§ **DOCUMENT SEGMENT**
▼▼▼
The Islamabad High Court (IHC) on Friday rejected a petition filed by PTI leader Faisal Vawda seeking a stay on hearings in a disqualification case against him at the Election Commission of Pakistan (ECP) over his failure to disclose his dual nationality while contesting the 2018 general elections.

Vawda had challenged the October 12 decision of the ECP — which had rejected his petition to stay the hearings — on the grounds that the case against him had become invalid as the ECP was bound to decide the matter within 60 days after he was elected and that it had not done so.

IHC Chief Justice Athar Minallah, who heard the case today, observed that an application had been filed against Vawda within 60 days and called upon the senator to prove his innocence and let the ECP take action in accordance with the law if he was in the clear.

"What are you afraid of? Let the election commission decide the case," Justice Minallah said.

Your application is non-maintainable; it is hence rejected, he said.

According to the IHC's written order following today's hearing, the ECP has been directed to announce a decision in the disqualification case against Vawda within 60 days.

“ECP is taking action to scrutinise Vawda’s oath as per the Supreme Court’s orders,” said the order, adding that ECP is responsible to ascertain whether the oath was factual or fake.

It stated that Vawda would have to face the consequences in case the oath he had submitted is found false.

The oath was made part of Vawda’s nomination papers as per the apex court’s orders, the order said.

“One may receive the same punishment for submitting a false oath in the ECP as that for submitting a false oath in the SC,” it noted.

The verdict further stated that submitting a false oath doesn’t only involve the violation of Article 62 and 63 — it has consequences far more serious than that.

What is the case?

Vawda had won the 2018 general election from Karachi's NA-249 constituency.

In January this year, an investigative report published in The News had revealed that Vawda may have committed perjury by falsely declaring in an oath to the ECP that he did not hold any foreign nationality.
▲▲▲
§ **EXERCISE**
Would you print, word for word, the passage of the article on Faisal Vawda's petition starting with "Your application is" and going on through "within 60 days."? The lines that come next are separate material, unrelated to the article.

§ **EXTRACTED MATERIAL**
▼▼▼
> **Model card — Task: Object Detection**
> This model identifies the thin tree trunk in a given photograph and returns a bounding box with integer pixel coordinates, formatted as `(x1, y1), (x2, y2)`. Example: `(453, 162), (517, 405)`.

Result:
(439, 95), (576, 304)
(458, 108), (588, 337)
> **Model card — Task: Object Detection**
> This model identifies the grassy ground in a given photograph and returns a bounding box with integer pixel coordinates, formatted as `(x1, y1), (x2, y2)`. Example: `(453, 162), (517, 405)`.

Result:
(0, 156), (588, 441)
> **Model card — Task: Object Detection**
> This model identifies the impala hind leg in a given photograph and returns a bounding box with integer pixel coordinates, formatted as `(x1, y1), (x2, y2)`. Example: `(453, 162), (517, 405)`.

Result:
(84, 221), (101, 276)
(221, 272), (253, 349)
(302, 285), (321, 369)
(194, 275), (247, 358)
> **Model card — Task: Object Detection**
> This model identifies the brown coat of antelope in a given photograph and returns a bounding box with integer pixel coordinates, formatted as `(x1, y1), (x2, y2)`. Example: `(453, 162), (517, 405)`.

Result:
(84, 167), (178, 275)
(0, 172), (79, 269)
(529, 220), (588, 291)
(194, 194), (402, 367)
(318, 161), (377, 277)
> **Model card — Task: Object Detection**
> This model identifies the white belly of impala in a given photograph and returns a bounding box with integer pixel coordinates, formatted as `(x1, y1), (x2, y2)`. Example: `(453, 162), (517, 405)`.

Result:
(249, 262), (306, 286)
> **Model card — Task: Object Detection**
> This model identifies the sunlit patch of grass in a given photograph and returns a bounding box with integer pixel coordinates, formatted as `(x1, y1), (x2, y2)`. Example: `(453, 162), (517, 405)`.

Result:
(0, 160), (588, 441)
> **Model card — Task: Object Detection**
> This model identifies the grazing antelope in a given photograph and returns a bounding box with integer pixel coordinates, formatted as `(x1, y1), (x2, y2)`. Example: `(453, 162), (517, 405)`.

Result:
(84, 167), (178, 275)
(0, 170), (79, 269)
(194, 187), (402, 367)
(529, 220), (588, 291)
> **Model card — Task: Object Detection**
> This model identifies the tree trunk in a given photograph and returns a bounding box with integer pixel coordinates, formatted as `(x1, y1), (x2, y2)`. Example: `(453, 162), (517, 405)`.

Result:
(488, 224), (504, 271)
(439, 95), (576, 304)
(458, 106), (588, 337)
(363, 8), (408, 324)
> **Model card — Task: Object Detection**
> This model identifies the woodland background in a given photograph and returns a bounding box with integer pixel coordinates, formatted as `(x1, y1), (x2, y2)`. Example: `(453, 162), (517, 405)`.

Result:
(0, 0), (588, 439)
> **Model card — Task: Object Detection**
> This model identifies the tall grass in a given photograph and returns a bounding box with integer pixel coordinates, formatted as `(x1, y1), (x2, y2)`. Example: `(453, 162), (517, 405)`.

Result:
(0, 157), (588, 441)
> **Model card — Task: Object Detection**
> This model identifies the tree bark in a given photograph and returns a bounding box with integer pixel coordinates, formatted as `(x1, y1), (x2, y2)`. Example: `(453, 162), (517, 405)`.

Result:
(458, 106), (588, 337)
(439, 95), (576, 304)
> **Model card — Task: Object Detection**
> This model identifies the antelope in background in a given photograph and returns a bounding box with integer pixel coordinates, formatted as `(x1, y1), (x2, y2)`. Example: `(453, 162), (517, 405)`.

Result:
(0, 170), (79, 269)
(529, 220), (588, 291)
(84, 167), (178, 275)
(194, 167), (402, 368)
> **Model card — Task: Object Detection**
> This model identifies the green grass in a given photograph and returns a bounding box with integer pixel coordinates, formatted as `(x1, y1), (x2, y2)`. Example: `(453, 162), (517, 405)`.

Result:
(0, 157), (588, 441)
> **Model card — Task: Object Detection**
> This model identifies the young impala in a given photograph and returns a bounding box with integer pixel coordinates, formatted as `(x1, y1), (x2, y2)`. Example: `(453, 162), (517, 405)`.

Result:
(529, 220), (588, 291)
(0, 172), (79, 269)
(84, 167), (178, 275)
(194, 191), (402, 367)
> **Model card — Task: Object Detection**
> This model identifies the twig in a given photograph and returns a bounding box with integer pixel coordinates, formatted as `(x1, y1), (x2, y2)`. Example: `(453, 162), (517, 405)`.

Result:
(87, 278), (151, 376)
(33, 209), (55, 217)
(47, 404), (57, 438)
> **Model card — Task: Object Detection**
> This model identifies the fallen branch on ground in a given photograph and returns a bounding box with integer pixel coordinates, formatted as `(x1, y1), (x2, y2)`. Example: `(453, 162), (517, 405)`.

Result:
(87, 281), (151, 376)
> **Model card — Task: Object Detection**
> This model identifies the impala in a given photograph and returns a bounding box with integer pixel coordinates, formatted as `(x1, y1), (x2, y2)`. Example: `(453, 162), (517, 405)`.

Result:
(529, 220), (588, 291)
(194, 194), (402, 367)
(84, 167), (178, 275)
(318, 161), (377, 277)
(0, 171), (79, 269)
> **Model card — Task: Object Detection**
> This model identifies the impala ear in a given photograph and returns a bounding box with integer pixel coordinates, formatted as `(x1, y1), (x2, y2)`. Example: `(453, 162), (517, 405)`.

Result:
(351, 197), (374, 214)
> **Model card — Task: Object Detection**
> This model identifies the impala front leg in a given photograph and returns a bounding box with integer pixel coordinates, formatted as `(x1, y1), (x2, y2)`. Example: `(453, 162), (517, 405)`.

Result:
▲▲▲
▼▼▼
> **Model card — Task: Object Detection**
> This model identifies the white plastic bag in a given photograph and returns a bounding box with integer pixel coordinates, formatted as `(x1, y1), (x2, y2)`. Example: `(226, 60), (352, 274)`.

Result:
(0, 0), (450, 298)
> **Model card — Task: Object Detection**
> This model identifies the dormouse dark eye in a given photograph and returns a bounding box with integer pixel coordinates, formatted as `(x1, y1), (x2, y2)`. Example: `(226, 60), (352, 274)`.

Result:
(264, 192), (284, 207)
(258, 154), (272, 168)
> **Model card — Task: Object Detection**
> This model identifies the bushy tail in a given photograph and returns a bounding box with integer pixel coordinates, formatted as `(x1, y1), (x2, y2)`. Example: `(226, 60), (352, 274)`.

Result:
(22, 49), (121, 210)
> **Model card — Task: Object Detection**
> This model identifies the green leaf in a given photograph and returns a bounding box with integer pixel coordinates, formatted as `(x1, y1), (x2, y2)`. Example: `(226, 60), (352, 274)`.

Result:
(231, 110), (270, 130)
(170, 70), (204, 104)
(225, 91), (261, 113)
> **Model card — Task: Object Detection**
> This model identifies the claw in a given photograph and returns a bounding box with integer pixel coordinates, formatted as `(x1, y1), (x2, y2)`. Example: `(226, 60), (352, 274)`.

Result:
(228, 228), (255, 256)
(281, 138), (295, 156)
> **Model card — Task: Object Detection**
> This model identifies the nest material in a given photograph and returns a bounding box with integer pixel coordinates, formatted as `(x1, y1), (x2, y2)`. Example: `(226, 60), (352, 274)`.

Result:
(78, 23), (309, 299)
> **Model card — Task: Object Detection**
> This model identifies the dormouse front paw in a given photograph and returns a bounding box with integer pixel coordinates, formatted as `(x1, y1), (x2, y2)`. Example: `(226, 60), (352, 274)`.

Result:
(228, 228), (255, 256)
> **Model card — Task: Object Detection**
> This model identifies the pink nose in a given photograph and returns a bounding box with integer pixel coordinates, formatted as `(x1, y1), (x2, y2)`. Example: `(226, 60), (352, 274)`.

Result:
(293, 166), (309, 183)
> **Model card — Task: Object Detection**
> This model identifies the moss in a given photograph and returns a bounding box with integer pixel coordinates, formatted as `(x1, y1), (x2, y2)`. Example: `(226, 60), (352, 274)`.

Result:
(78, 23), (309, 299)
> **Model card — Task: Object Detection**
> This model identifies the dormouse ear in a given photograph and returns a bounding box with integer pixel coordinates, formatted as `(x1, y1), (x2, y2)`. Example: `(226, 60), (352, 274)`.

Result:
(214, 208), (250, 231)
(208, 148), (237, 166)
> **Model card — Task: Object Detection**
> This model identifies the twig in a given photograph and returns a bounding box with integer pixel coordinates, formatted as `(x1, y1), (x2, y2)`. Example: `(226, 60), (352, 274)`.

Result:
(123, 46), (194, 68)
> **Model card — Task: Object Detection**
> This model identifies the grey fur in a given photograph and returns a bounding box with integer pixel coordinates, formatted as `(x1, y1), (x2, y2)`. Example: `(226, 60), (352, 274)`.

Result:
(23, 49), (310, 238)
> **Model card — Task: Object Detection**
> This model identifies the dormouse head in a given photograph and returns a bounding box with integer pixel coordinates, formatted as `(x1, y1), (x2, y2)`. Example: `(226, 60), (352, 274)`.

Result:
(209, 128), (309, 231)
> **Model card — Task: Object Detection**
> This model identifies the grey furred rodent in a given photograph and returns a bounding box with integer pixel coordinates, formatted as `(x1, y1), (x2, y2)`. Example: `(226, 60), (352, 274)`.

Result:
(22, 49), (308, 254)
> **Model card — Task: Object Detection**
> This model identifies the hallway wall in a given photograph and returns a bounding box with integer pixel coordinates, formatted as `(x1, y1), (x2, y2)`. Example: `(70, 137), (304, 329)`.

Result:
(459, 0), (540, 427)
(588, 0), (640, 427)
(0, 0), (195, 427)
▲▲▲
§ **ANSWER TO THE EXERCISE**
Your application is non-maintainable; it is hence rejected, he said.

According to the IHC's written order following today's hearing, the ECP has been directed to announce a decision in the disqualification case against Vawda within 60 days.